* EXERCISE TASKS:
**A.** Copy the stretch of the film blog posts from "2) My non-spoiler" through "stand at present." word for word.
**B.** In the film blog posts, who is named as the founder of Ain't It Cool News?

* TEXT FOR ANALYSIS:
============================================================
Thursday 26 July 2012

THE AWESOME SIX-MINUTE CLOUD ATLAS TRAILER YOU REALLY OUGHTTA WATCH



Hooooooooooly smokes. Thanks in advance for the birthday present, Wachowski/Tykwer/Wachowski. (It releases on my birthday, is what that means.) This looks like something we're all gonna get in massive fights about, but I gotta say based on this I want to see this fuckin thing six ways from Sunday. Time will tell if I ever actually get around to finishing this book: been trying for six goddamn years now.

(h/t The Playlist)

Tuesday 24 July 2012

OUR HOUSE



Time-lapse photography from the International Space Station. The Sunshine score. Done. Awesome.

Monday 23 July 2012

THE OBLIGATORY DARK KNIGHT RISES POST


It's about Bat-time for some Bat-links, y'all:

1) Here are my collected reviews of every Batman movie up to and including The Dark Knight at Tor.com.

2) My non-spoiler review of The Dark Knight Rises, which says pretty much all I've got to say; you want to fight about particular elements in it that “don't make sense,” I'm not your guy. Besides, I already ripped whiny bullshit fan reactions the other day.

3) My piece in The Atlantic about where both Christopher Nolan and Batman stand at present.

Happy Monday, kids!

Saturday 21 July 2012

A FEW WORDS ABOUT HARRY KNOWLES

The gentleman in question

(Like a lot of bloggers, unencumbered by the professional obligation to churn out immediate responses to the brutal mass murder in Colorado Friday midnight, I'm prefacing this post by saying this was supposed to go up Friday morning. When I woke up and turned on my computer, I saw, yeah, maybe this isn't the best time to rant about Harry Knowles. It was a time for contemplation for many, and for me a full day of sitting around stunned at what that malignant little fuck—I'm not giving him the satisfaction of saying his name; he has no name—did. Anyway, I don't really have anything to contribute to that discussion beyond the anger and sadness so many others share, intensified in this particular case because movie theaters are a place I've felt safe and free my whole life, especially in times when I felt in danger or trapped. I basically co-sign everything my good friend Filmi Girl says in the introduction to this post, so check that out, then come back, and watch the below video to transition back into our completely unrelated regularly scheduled programming.)



So, earlier this week, before anyone other than critics and a few lucky bloggers (and people like me who aren't quite as fancy as the former just yet but still a little fancier than the latter) had had a chance to see The Dark Knight Rises, Harry Knowles, founder of Ain't It Cool News, and for better or worse the ur-Internet movie blogger, spoiled the sweet living fuck out of it. While that's a little shitty, Mr. Knowles did admittedly preface everything with a spoiler alert, so it's not as bad as it could be. What is, and what makes this more notable than just internecine nerd grumping, is the way in which Knowles registers his “[p]rofound disappointment.” It's a stunningly lousy piece of criticism, fodder for everyone who would join Kevin Smith's recent crusade against not only critics themselves, but the entire form.
============================================================
* RECORDED INFORMATION:
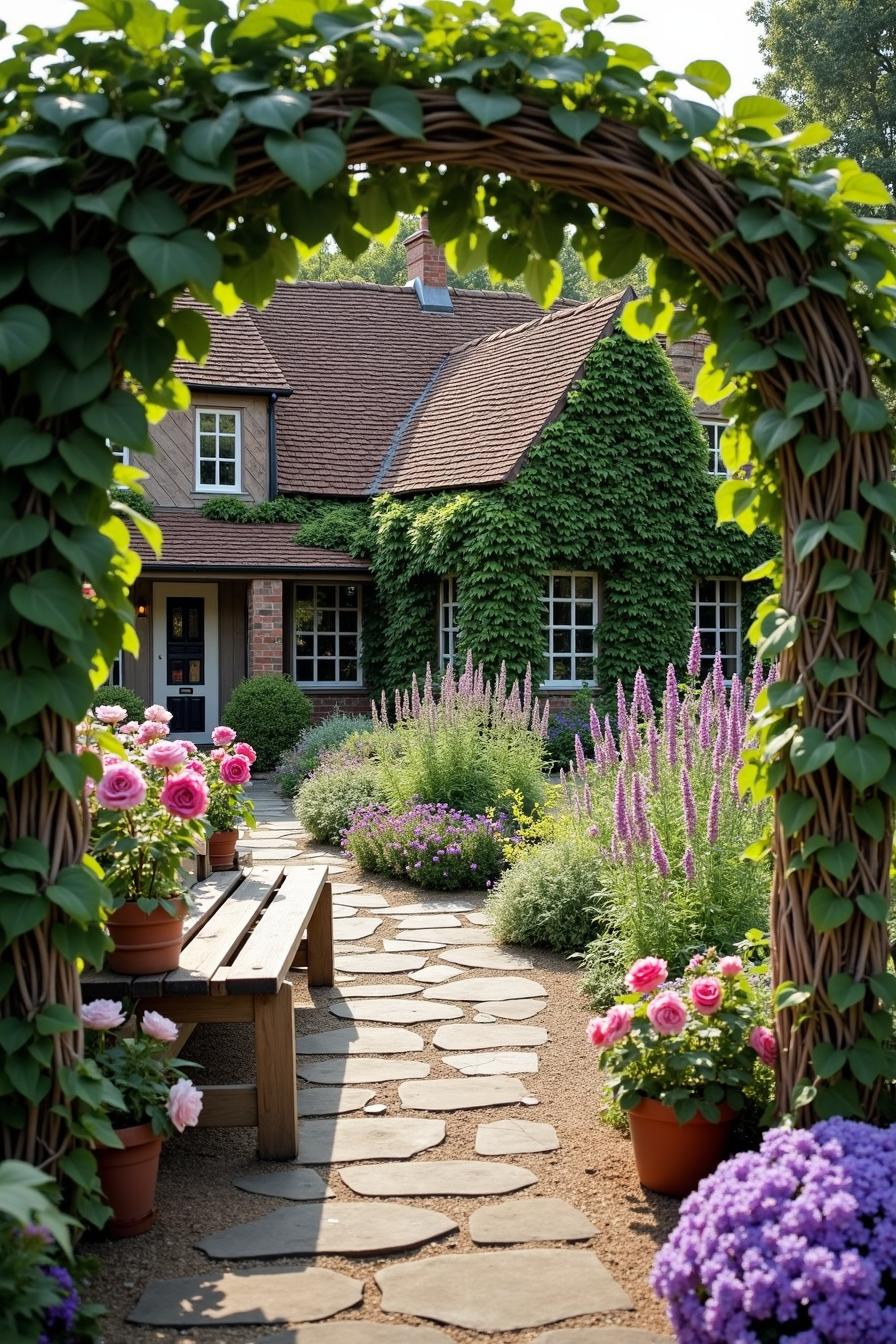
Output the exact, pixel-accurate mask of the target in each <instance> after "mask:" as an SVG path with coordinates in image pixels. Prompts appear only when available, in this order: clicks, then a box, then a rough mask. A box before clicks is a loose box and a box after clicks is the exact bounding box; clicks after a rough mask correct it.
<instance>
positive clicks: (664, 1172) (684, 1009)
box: [588, 948, 776, 1196]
============================================================
* TASK-BY-TASK RESULTS:
**A.**
2) My non-spoiler review of The Dark Knight Rises, which says pretty much all I've got to say; you want to fight about particular elements in it that “don't make sense,” I'm not your guy. Besides, I already ripped whiny bullshit fan reactions the other day.

3) My piece in The Atlantic about where both Christopher Nolan and Batman stand at present.

**B.** Harry Knowles